§ Direction:
Rewrite every one of the records below with "Identify" changed to "Locate" and nothing else altered. Leave the pictures out of your answer.

§ Entries shown:

-- -- --

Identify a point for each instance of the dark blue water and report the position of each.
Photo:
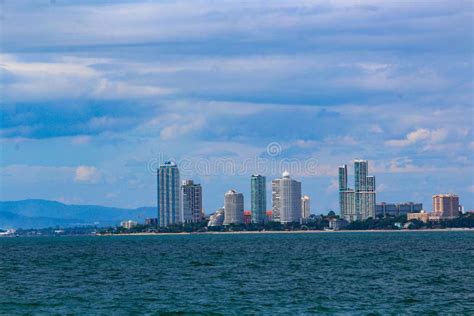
(419, 272)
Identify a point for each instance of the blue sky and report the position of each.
(95, 93)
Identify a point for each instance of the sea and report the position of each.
(359, 273)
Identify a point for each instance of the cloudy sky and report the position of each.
(94, 94)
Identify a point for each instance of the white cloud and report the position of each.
(87, 174)
(68, 78)
(420, 135)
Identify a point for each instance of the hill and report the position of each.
(44, 213)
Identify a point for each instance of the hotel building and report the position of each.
(258, 198)
(168, 194)
(357, 203)
(233, 207)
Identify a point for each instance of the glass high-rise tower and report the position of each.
(258, 198)
(233, 207)
(168, 193)
(192, 201)
(358, 203)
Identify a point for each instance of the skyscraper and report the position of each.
(290, 199)
(358, 204)
(346, 197)
(192, 201)
(276, 200)
(258, 198)
(168, 194)
(305, 206)
(233, 207)
(446, 205)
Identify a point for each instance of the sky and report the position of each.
(95, 94)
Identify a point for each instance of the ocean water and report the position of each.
(326, 273)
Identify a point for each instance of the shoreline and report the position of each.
(297, 232)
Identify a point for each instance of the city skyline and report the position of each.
(84, 111)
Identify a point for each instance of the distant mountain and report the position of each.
(44, 213)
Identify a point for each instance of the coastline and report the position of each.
(297, 232)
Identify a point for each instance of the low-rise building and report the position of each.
(128, 224)
(421, 216)
(384, 209)
(247, 217)
(151, 221)
(446, 206)
(337, 223)
(217, 219)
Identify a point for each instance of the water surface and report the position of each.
(413, 272)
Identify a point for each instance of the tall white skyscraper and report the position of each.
(276, 200)
(290, 199)
(305, 206)
(168, 195)
(233, 207)
(357, 204)
(258, 198)
(192, 201)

-- -- --

§ Worked answer:
Locate a point for each instance of the dark blue water and report the position of each.
Photo:
(419, 272)
Locate a point for each instance of the blue sky and report the position of each.
(95, 93)
Locate a point for each instance of the sea and report the position of each.
(359, 273)
Locate a point for each instance of the cloudy sky and report the position of each.
(94, 94)
Locate a point for each instance of the white cloud and report the position of each.
(87, 174)
(68, 78)
(420, 135)
Locate a point for each instance of the hill and report the position of each.
(44, 213)
Locate a point for each instance of the hotel building and report the position of each.
(258, 198)
(168, 194)
(357, 203)
(233, 207)
Locate a point for each instance of the glass high-rise tower and report the position of each.
(258, 198)
(233, 207)
(168, 193)
(192, 201)
(358, 203)
Locate a point for each instance of the skyscraper and report the position of each.
(290, 199)
(358, 204)
(346, 197)
(192, 201)
(276, 200)
(258, 198)
(168, 194)
(305, 206)
(233, 207)
(446, 205)
Locate a point for each instance of the sky and report the position of each.
(95, 94)
Locate a point for each instance of the ocean water and report the position of each.
(326, 273)
Locate a point for each instance of the shoreline and report the position of each.
(297, 232)
Locate a point for each instance of the city skyline and report the position of each.
(84, 111)
Locate a point for each instance of the distant mountain and report the position of each.
(44, 213)
Locate a point for each instance of the coastline and report the position of each.
(297, 232)
Locate a point for each instance of the low-rise building and report the position of each.
(128, 224)
(421, 216)
(384, 209)
(247, 217)
(151, 221)
(446, 206)
(337, 223)
(217, 219)
Locate a point for each instance of the water surface and report the position of each.
(413, 272)
Locate a point for each instance of the tall white skyscraper and report the position of each.
(276, 200)
(290, 199)
(305, 206)
(168, 195)
(233, 207)
(357, 204)
(258, 198)
(192, 201)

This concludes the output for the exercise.